* Exercise input *
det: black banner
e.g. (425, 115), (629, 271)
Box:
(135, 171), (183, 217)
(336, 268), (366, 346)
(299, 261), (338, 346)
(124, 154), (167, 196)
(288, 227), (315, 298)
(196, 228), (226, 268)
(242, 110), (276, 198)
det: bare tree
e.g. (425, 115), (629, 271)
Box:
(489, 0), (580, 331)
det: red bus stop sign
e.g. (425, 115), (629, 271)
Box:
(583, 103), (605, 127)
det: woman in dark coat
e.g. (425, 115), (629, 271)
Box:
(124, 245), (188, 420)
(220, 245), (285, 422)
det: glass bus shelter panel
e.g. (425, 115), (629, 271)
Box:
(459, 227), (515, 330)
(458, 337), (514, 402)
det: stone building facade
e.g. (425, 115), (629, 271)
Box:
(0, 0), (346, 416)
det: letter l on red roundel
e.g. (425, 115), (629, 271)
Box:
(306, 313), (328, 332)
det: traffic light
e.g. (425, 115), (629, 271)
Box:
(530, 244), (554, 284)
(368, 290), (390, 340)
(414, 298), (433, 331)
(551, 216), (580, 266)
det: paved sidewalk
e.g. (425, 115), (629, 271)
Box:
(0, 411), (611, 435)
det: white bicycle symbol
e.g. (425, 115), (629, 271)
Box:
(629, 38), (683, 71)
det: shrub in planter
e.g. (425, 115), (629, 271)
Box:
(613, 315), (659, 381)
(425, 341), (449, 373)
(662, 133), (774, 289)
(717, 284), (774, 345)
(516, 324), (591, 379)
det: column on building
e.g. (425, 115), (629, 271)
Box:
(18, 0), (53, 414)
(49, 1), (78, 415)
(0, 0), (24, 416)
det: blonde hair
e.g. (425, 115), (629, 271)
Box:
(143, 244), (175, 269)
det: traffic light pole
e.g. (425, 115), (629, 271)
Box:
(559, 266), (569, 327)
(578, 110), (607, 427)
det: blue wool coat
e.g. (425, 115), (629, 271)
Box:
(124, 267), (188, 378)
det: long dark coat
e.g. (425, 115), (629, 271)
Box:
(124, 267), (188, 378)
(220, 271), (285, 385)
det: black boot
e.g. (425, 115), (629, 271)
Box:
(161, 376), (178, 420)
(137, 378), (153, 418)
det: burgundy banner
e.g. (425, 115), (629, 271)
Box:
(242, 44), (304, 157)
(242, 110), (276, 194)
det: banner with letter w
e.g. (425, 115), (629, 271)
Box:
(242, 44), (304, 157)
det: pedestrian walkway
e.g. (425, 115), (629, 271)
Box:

* Set task *
Lay out every line of the records above as a numbered list, omitting any blank lines.

* Solved exercise *
1. det: black banner
2. e.g. (425, 115), (629, 271)
3. Box:
4. (135, 171), (183, 217)
5. (336, 268), (366, 346)
6. (299, 261), (338, 346)
7. (124, 154), (167, 196)
8. (288, 227), (315, 298)
9. (196, 228), (226, 268)
10. (242, 110), (276, 198)
11. det: bare tree
12. e.g. (425, 115), (629, 271)
13. Box:
14. (489, 0), (580, 331)
15. det: red bus stop sign
16. e.g. (425, 115), (629, 271)
17. Box:
18. (583, 103), (605, 127)
19. det: woman in dark coat
20. e.g. (425, 115), (629, 271)
21. Box:
22. (124, 245), (188, 420)
23. (220, 245), (285, 422)
24. det: glass bus shelter panel
25. e.g. (425, 115), (629, 271)
26. Box:
27. (459, 227), (515, 330)
28. (458, 337), (514, 402)
29. det: stone building facade
30. e.g. (425, 115), (629, 271)
31. Box:
32. (0, 0), (346, 416)
33. det: letter l on red roundel
34. e.g. (425, 115), (629, 271)
35. Box:
36. (306, 313), (328, 332)
37. det: traffic light
38. e.g. (425, 115), (629, 271)
39. Box:
40. (530, 244), (554, 284)
41. (368, 290), (390, 340)
42. (414, 298), (433, 331)
43. (551, 216), (580, 266)
44. det: paved sidewalk
45. e.g. (425, 115), (629, 271)
46. Box:
47. (0, 411), (611, 435)
48. det: white bicycle symbol
49. e.g. (425, 115), (629, 271)
50. Box:
51. (629, 38), (683, 71)
52. det: shrub in planter
53. e.g. (425, 115), (629, 271)
54. Box:
55. (613, 315), (659, 381)
56. (425, 341), (449, 373)
57. (662, 133), (774, 289)
58. (717, 284), (774, 345)
59. (516, 324), (591, 379)
60. det: column on building
61. e.g. (425, 115), (629, 271)
62. Box:
63. (18, 0), (53, 414)
64. (49, 1), (78, 415)
65. (0, 0), (24, 416)
66. det: blonde hair
67. e.g. (425, 115), (629, 271)
68. Box:
69. (143, 244), (175, 269)
70. det: traffic light pole
71. e.g. (425, 115), (629, 271)
72. Box:
73. (559, 266), (569, 327)
74. (578, 110), (607, 427)
75. det: blue wool coat
76. e.g. (425, 115), (629, 271)
77. Box:
78. (124, 267), (188, 378)
79. det: long dark coat
80. e.g. (425, 115), (629, 271)
81. Box:
82. (124, 267), (188, 378)
83. (220, 271), (285, 385)
84. det: black boot
85. e.g. (425, 115), (629, 271)
86. Box:
87. (161, 376), (178, 420)
88. (137, 378), (153, 418)
89. det: burgundy banner
90. e.g. (425, 115), (629, 271)
91. Box:
92. (242, 44), (304, 157)
93. (242, 110), (276, 194)
94. det: banner with letter w
95. e.g. (425, 115), (629, 271)
96. Box:
97. (242, 44), (304, 157)
98. det: pedestrian walkway
99. e.g. (425, 115), (629, 271)
100. Box:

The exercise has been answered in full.